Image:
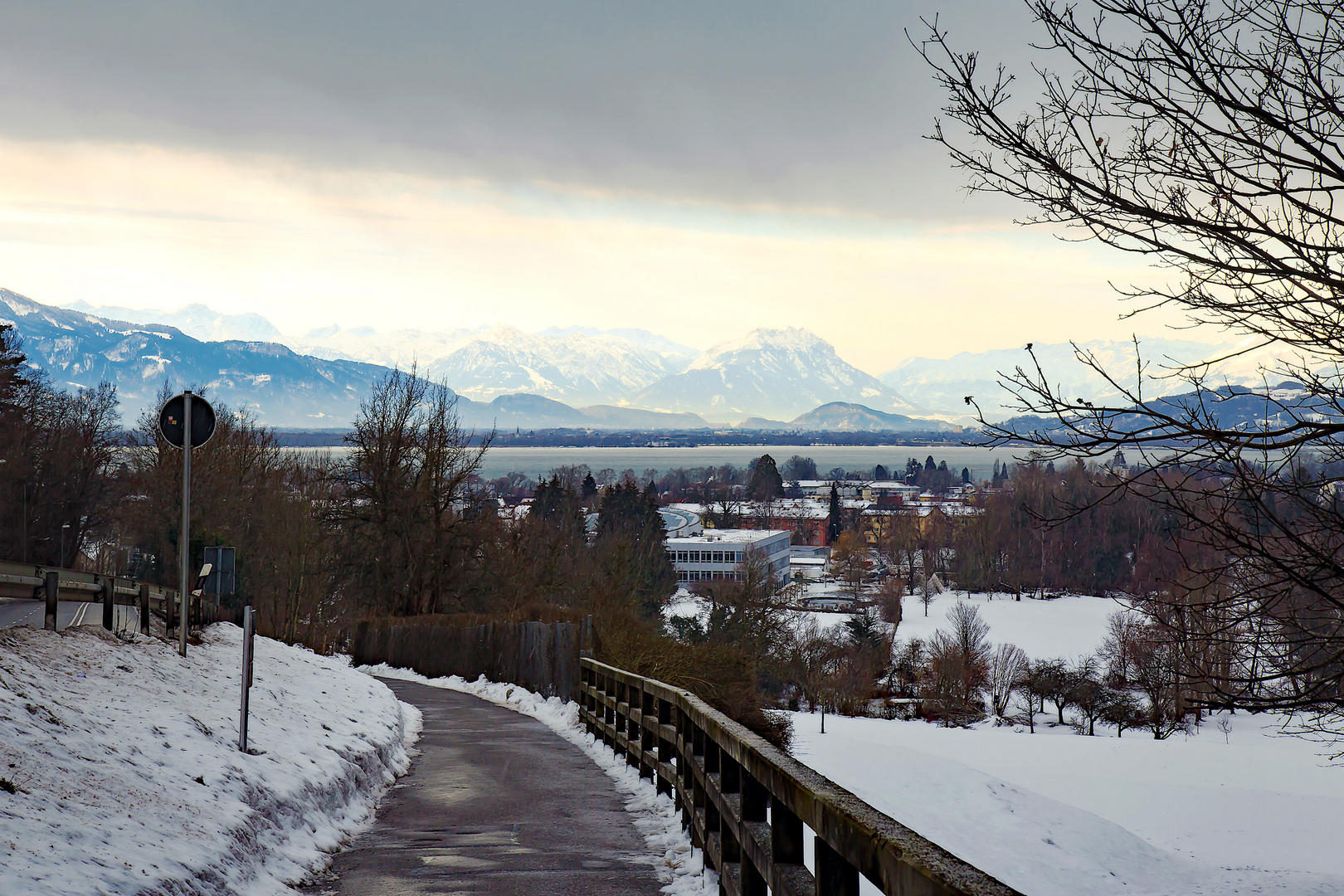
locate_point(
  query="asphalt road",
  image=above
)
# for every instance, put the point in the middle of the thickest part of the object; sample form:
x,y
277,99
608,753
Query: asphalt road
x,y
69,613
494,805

________________

Pictures omitted, give the entries again exactly.

## THE COMPLETED TASK
Image:
locate_point(
  query="asphalt road",
  image=above
)
# for every instance, put the point in the middle of the thickest part of the object; sample form:
x,y
277,99
608,753
Query: asphalt road
x,y
69,613
494,805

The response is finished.